Repeat the whole listing exactly as written.

Entries taken from a collection
[BEGIN]
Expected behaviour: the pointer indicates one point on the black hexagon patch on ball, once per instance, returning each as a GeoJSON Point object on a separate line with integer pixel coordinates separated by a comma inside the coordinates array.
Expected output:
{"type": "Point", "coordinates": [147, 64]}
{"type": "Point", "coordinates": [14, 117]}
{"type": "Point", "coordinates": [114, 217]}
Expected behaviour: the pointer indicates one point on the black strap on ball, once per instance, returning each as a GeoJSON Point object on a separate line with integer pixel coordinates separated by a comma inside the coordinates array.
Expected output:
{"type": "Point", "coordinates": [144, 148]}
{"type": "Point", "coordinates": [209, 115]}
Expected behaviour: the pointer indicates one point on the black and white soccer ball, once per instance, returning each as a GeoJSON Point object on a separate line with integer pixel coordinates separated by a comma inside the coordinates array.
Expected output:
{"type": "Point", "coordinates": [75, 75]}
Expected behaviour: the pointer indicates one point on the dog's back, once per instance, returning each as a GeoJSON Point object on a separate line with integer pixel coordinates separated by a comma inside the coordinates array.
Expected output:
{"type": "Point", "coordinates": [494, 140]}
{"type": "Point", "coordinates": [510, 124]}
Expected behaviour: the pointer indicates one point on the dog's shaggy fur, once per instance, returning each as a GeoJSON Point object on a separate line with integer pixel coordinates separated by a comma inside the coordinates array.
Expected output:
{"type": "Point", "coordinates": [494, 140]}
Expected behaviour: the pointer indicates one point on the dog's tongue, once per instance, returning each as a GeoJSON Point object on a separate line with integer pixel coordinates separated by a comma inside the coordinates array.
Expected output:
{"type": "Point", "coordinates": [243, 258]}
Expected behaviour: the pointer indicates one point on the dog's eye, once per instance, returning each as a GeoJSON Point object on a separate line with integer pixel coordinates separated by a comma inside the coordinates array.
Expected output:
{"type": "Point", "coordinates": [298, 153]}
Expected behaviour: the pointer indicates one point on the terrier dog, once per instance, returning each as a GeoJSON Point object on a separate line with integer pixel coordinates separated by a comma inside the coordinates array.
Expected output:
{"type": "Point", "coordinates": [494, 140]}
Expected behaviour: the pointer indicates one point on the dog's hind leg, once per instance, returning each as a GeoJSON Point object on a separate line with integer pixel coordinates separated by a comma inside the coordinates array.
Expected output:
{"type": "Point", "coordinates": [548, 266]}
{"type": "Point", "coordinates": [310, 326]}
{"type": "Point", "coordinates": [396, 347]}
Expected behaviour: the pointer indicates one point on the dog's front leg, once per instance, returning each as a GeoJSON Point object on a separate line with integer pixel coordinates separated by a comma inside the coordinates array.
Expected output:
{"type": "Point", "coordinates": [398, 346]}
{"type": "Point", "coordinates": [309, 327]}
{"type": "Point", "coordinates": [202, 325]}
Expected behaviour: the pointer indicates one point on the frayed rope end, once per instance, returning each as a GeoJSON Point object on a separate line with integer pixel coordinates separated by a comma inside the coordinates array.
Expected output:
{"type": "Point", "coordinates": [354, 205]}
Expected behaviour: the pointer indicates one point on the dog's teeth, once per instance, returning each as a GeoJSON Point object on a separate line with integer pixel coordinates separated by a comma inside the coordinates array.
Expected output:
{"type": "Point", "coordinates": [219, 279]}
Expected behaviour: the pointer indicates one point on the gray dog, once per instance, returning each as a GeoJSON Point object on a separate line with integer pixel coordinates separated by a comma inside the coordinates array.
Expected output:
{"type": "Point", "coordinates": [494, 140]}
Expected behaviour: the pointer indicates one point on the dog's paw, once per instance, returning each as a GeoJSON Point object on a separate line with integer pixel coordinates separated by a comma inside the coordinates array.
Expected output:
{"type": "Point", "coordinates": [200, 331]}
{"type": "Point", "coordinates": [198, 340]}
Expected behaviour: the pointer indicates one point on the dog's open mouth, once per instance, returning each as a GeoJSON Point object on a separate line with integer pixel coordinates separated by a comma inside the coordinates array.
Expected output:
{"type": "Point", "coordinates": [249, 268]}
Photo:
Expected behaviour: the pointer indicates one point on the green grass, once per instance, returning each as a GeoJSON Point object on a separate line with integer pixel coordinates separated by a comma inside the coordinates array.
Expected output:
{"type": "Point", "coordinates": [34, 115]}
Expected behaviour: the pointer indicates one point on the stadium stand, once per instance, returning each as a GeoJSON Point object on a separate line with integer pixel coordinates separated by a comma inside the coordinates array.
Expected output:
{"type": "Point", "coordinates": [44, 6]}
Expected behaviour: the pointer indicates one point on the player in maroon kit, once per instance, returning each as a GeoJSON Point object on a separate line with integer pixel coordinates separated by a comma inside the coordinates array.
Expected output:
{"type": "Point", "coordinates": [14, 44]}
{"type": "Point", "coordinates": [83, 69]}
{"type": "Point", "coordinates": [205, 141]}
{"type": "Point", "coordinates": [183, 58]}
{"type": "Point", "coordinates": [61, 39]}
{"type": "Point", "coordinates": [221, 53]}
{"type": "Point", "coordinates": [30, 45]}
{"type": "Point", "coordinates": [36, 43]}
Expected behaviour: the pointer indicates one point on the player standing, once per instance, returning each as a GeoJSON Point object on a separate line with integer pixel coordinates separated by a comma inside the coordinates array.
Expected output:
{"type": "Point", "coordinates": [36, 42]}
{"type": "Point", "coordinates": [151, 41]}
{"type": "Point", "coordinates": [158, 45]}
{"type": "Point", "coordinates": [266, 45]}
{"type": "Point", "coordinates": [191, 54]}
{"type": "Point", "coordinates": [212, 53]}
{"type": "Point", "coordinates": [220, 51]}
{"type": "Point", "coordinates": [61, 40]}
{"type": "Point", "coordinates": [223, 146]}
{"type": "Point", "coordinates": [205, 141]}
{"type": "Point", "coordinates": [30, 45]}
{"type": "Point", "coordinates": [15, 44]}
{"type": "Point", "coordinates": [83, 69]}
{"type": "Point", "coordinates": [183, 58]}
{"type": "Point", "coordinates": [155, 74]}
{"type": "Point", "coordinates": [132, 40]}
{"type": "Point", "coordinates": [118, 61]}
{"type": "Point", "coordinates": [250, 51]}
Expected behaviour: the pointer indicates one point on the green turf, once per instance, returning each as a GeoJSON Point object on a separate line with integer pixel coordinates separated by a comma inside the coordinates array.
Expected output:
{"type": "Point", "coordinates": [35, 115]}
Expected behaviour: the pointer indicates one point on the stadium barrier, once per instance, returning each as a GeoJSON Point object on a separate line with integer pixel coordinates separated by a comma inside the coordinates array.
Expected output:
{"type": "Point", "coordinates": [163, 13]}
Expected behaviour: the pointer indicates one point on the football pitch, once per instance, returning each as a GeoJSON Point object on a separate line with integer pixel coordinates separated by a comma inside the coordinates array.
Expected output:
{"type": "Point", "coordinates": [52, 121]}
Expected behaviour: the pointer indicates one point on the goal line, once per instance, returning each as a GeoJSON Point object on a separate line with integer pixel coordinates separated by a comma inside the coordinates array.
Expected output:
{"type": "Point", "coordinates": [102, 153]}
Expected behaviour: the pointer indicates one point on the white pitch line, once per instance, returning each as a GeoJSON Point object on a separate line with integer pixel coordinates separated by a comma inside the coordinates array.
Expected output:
[END]
Solved problem.
Expected behaviour: the pointer indicates one point on the black hexagon patch on ball, once per instance, returning each as a GeoJSON Point object on a separate line with integer pixel coordinates separated by a comma inside the coordinates array.
Expected output:
{"type": "Point", "coordinates": [147, 64]}
{"type": "Point", "coordinates": [14, 117]}
{"type": "Point", "coordinates": [114, 217]}
Expected behaviour: the pointer indicates one point on the black strap on ball, once per instance, returning each as a GeoJSON Point object on a separate line with integer pixel coordinates separated by a comma inside the coordinates array.
Expected output:
{"type": "Point", "coordinates": [144, 148]}
{"type": "Point", "coordinates": [209, 115]}
Expected behaviour: the pointer indicates one point on the black and white soccer ball, once per instance, returning each as a GeoJSON Point object on a separate line with integer pixel coordinates separated by a comma inside the coordinates array.
Expected output:
{"type": "Point", "coordinates": [75, 75]}
Expected behaviour: the pointer indicates one point on the dog's back, once per instance, returning each as a GeoJSON Point object on a separate line with integer pixel coordinates separated by a comma inside the coordinates array.
Expected output:
{"type": "Point", "coordinates": [494, 140]}
{"type": "Point", "coordinates": [510, 124]}
Expected behaviour: the pointer indicates one point on the dog's shaggy fur, once per instance, returning each as a GeoJSON Point object on a separate line with integer pixel coordinates separated by a comma inside the coordinates array.
Expected output:
{"type": "Point", "coordinates": [494, 140]}
Expected behaviour: the pointer indicates one point on the dog's tongue, once per instance, returning each as a GeoJSON Point object on a separate line with integer pixel coordinates separated by a comma inside the coordinates array.
Expected output:
{"type": "Point", "coordinates": [243, 258]}
Expected behaviour: the pointer indicates one point on the dog's eye, once per instance, returning each as a GeoJSON Point object on a separate line with integer pixel coordinates separated by a comma inside the coordinates array.
Expected output:
{"type": "Point", "coordinates": [298, 153]}
Expected behaviour: the pointer indicates one point on the terrier dog, once per instance, returning each as a GeoJSON Point object on a separate line with integer pixel coordinates separated by a comma inside the coordinates array.
Expected output:
{"type": "Point", "coordinates": [494, 140]}
Expected behaviour: the pointer indicates one point on the dog's hind leg, once per instance, returning each as a GeoJSON Point object on a separate line with integer pixel coordinates separated by a comma inside the coordinates array.
Expected output:
{"type": "Point", "coordinates": [548, 266]}
{"type": "Point", "coordinates": [310, 326]}
{"type": "Point", "coordinates": [396, 347]}
Expected behaviour: the pointer indicates one point on the dog's front leg, once per instance, returning each as a GeoJSON Point object on a separate line with integer pixel coordinates separated by a comma inside the coordinates array.
Expected output:
{"type": "Point", "coordinates": [398, 346]}
{"type": "Point", "coordinates": [309, 327]}
{"type": "Point", "coordinates": [202, 325]}
Expected behaviour: the pointer indicates one point on the frayed rope end, once per instance, returning each as a GeoJSON Point object on a separate line with integer pixel coordinates separated by a comma inside the coordinates array.
Expected output:
{"type": "Point", "coordinates": [354, 205]}
Expected behaviour: the pointer indicates one point on the dog's teeth, once per instance, returning each as a GeoJSON Point object on a separate line with integer pixel coordinates separated by a comma inside the coordinates array.
Expected output:
{"type": "Point", "coordinates": [219, 279]}
Expected behaviour: the pointer indicates one point on the gray dog, once per instance, returning each as a GeoJSON Point object on a separate line with integer pixel coordinates separated by a comma inside the coordinates array.
Expected output:
{"type": "Point", "coordinates": [494, 140]}
Expected behaviour: the pointer indicates one point on the dog's paw, once per instance, returning each as a GeoJSON Point object on a separate line with integer pixel coordinates separated by a comma inside the coordinates array.
Expected output:
{"type": "Point", "coordinates": [200, 331]}
{"type": "Point", "coordinates": [198, 340]}
Expected behaviour: the pointer indicates one point on the dog's open mouth, once per instance, returning each as a GeoJSON Point object on a separate line with integer pixel coordinates separated by a comma inside the coordinates array.
Expected output:
{"type": "Point", "coordinates": [249, 268]}
Photo:
Expected behaviour: the pointer indicates one point on the green grass, once per instance, returning each as a GeoJSON Point object on a separate line with integer pixel coordinates separated by a comma inside the coordinates array.
Expected output:
{"type": "Point", "coordinates": [34, 115]}
Expected behaviour: the pointer indicates one point on the stadium stand, once per instance, returning each as a GeoJSON Point object on a separate line with integer pixel coordinates separated by a comma inside the coordinates array.
Expected output:
{"type": "Point", "coordinates": [44, 6]}
Expected behaviour: the pointer indicates one point on the player in maroon kit, once per instance, returning each as a GeoJSON Point object on a separate line with integer pixel coordinates separated by a comma inside the coordinates array.
Expected output:
{"type": "Point", "coordinates": [14, 44]}
{"type": "Point", "coordinates": [83, 69]}
{"type": "Point", "coordinates": [205, 141]}
{"type": "Point", "coordinates": [183, 58]}
{"type": "Point", "coordinates": [61, 39]}
{"type": "Point", "coordinates": [221, 53]}
{"type": "Point", "coordinates": [30, 45]}
{"type": "Point", "coordinates": [36, 43]}
Expected behaviour: the pointer indicates one point on the player standing, once per instance, returning each as a GeoJSON Point object on a separate line with integer pixel coordinates separated by a comma inside the coordinates array.
Expected output:
{"type": "Point", "coordinates": [36, 42]}
{"type": "Point", "coordinates": [151, 41]}
{"type": "Point", "coordinates": [158, 45]}
{"type": "Point", "coordinates": [266, 45]}
{"type": "Point", "coordinates": [191, 54]}
{"type": "Point", "coordinates": [212, 53]}
{"type": "Point", "coordinates": [220, 51]}
{"type": "Point", "coordinates": [61, 40]}
{"type": "Point", "coordinates": [223, 146]}
{"type": "Point", "coordinates": [205, 141]}
{"type": "Point", "coordinates": [30, 45]}
{"type": "Point", "coordinates": [15, 44]}
{"type": "Point", "coordinates": [83, 69]}
{"type": "Point", "coordinates": [183, 58]}
{"type": "Point", "coordinates": [155, 74]}
{"type": "Point", "coordinates": [132, 40]}
{"type": "Point", "coordinates": [118, 61]}
{"type": "Point", "coordinates": [250, 51]}
Expected behaviour: the pointer indicates one point on the green turf, once per instance, returning each as a GeoJSON Point object on a separate line with integer pixel coordinates separated by a comma inside the coordinates array.
Expected output:
{"type": "Point", "coordinates": [35, 115]}
Expected behaviour: the pointer indicates one point on the stadium barrier, once per instance, returning each as a GeoJSON Point object on a separate line with integer pixel coordinates separated by a comma inside the coordinates array.
Expected output:
{"type": "Point", "coordinates": [163, 13]}
Expected behaviour: the pointer indicates one point on the football pitch, once per instance, returning each as a GeoJSON Point object on a separate line with integer pixel coordinates separated by a comma inside the coordinates array.
Expected output:
{"type": "Point", "coordinates": [52, 121]}
Expected behaviour: the pointer indicates one point on the goal line, once per instance, returning each as a GeoJSON Point object on a separate line with integer pixel coordinates separated by a comma inside the coordinates array.
Expected output:
{"type": "Point", "coordinates": [102, 153]}
Expected behaviour: the pointer indicates one point on the white pitch line, once per instance, returning each as a GeoJSON Point object on a separate line with integer pixel coordinates separated by a comma inside the coordinates array.
Expected output:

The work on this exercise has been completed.